## BEGIN Excerpted text
= P-Funk mythology =

Pop music personas

The P-Funk mythology is a group of recurring characters, themes, and ideas primarily contained in the output of George Clinton's bands Parliament and Funkadelic. This "funkology" was outlined in album liner notes and song lyrics, in addition to album artwork, costumes, advertisements, and stage banter. P-Funk's "Dr. Seussian afrofunk" is often cited as a critical component of the Afrofuturism movement.

==Background==

George Clinton's space-age mythology began to emerge with the release of Funkadelic's self-titled debut album in 1970. Later that same year, Parliament released their debut album Osmium. Clinton's cosmology was largely absent from the latter release, and it took longer to blossom in Parliament's output. Generally speaking, Parliament was a dance-oriented band, while Funkadelic was more serious and psychedelic.

The two bands shared personnel, and Clinton blurred the lines between them both by referring to his touring band as "A Parliafunkadelicment Thang". The shorthand for this conglomerate became "P-Funk", and it grew to include offshoots like P-Funk All Stars, Bootsy's Rubber Band, Parlet, The Brides of Funkenstein, The Horny Horns, and solo albums by Eddie Hazel and Bernie Worrell. By the mid 70s, P-Funk was a massively successful group of acts. A ranking of the top live acts of 1977 included three bands from the conglomerate in the top fifteen slots.
## END Excerpted text
## BEGIN Data extract
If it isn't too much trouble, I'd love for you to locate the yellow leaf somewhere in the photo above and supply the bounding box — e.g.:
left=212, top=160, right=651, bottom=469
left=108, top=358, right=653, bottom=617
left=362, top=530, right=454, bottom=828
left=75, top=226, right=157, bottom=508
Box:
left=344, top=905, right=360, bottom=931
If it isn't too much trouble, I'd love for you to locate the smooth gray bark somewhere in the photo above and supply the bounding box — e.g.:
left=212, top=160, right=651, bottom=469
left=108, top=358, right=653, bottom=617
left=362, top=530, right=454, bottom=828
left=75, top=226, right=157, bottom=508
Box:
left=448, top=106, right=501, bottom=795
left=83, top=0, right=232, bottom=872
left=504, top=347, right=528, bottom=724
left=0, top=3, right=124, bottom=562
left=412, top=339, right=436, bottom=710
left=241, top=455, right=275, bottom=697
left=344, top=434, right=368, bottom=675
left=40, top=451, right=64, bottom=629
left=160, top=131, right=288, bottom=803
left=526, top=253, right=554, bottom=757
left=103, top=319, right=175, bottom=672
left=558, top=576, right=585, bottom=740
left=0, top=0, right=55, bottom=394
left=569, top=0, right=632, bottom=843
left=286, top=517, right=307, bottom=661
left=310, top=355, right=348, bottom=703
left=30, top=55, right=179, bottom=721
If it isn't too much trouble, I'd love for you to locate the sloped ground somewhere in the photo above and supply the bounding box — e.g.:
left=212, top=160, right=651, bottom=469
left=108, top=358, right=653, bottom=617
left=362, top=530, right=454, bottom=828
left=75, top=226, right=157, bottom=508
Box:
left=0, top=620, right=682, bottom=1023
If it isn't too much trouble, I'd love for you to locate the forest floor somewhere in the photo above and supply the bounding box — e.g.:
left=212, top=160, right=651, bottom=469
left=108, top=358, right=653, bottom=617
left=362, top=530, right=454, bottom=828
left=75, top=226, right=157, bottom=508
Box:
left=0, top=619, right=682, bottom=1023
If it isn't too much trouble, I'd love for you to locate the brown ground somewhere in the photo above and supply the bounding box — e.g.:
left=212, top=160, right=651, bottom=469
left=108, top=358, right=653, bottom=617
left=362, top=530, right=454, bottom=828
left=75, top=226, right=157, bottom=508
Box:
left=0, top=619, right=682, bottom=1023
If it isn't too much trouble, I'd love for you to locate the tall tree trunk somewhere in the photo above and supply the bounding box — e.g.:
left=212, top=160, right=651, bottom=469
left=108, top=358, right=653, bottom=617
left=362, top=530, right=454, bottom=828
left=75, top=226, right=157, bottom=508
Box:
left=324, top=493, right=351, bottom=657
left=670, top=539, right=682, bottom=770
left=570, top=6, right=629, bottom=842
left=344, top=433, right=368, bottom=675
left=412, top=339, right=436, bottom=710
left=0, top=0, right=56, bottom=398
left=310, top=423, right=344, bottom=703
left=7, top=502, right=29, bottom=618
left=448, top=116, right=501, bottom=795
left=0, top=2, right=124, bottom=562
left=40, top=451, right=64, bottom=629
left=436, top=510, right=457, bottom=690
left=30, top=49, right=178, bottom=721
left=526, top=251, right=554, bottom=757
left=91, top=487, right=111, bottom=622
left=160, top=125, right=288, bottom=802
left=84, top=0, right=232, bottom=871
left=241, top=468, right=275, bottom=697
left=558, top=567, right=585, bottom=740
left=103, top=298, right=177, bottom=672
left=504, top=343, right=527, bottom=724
## END Data extract
*Work to complete*:
a) According to the P-Funk article, in what year did Funkadelic release its self-titled debut album?
b) In the P-Funk article, swap "conglomerate" for "collective" in the part starting at "The two bands" and ending at "top fifteen slots.".
c) List every medium the P-Funk article says the "funkology" was outlined in.

*In response*:
a) 1970

b)
The two bands shared personnel, and Clinton blurred the lines between them both by referring to his touring band as "A Parliafunkadelicment Thang". The shorthand for this collective became "P-Funk", and it grew to include offshoots like P-Funk All Stars, Bootsy's Rubber Band, Parlet, The Brides of Funkenstein, The Horny Horns, and solo albums by Eddie Hazel and Bernie Worrell. By the mid 70s, P-Funk was a massively successful group of acts. A ranking of the top live acts of 1977 included three bands from the collective in the top fifteen slots.

c) album liner notes, song lyrics, album artwork, costumes, advertisements, stage banter